Rescale the listing below, starting at the line containing "Would you point out the white tablecloth" and ending at its last line, both included. Reproduce those lines with the requests unchanged, and multiply each coordinate in the answers by 1.8, rounding to the nearest whole number with halves rounded up.
Start of SUPPLIED MATERIAL
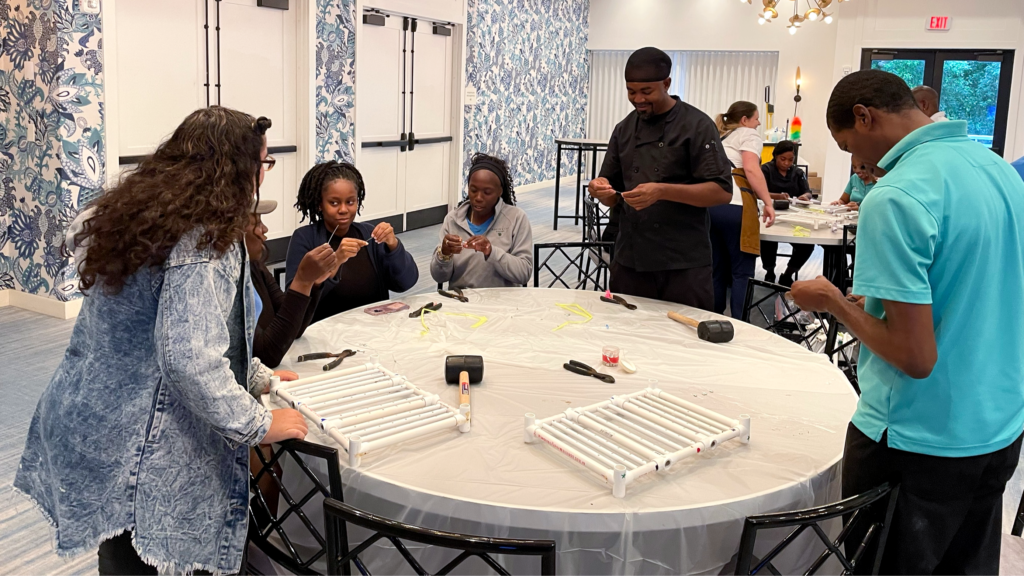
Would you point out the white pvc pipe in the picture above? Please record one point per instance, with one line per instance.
(605, 474)
(691, 418)
(696, 432)
(453, 421)
(394, 421)
(728, 422)
(417, 423)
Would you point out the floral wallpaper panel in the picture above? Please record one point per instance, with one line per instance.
(51, 138)
(527, 60)
(335, 80)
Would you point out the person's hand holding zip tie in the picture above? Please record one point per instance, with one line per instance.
(452, 244)
(643, 196)
(601, 190)
(480, 244)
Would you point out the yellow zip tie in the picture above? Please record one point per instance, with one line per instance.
(574, 309)
(480, 320)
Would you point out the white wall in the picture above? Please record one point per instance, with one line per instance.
(728, 25)
(886, 24)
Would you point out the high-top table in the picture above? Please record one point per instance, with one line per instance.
(488, 482)
(581, 147)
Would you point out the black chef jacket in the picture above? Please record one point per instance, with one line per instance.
(680, 147)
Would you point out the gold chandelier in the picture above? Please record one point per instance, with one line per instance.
(817, 10)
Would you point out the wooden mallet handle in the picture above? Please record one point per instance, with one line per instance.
(463, 387)
(683, 319)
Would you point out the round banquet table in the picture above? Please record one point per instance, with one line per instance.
(488, 482)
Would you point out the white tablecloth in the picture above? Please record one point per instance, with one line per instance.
(488, 482)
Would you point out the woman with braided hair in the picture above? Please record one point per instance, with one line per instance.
(330, 197)
(486, 241)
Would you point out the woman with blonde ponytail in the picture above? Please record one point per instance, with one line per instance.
(735, 233)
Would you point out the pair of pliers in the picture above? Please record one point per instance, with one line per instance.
(429, 306)
(619, 300)
(339, 358)
(458, 294)
(584, 370)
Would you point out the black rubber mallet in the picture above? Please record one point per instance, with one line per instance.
(717, 331)
(454, 365)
End of SUPPLIED MATERIAL
→ **OUTPUT FOR THIS EXERCISE**
Would you point out the white tablecloth in the picture above? Please record one point per instance, with one line per instance.
(878, 868)
Would you point out the woman with braided hair in the picture above? Please record one point per instance, with one line per instance.
(594, 355)
(875, 434)
Would you point out the woman with blonde ponytail in the picture above? Please record one point per instance, with one line per instance.
(1323, 419)
Would you point out the pair of pliers in the picture above? Please record one point per instance, with one line per instance.
(772, 551)
(1114, 540)
(610, 644)
(824, 529)
(1051, 666)
Would you point out the black rubber mallet in the picture above? Please record one point per instance, with one line per instance.
(1291, 596)
(817, 657)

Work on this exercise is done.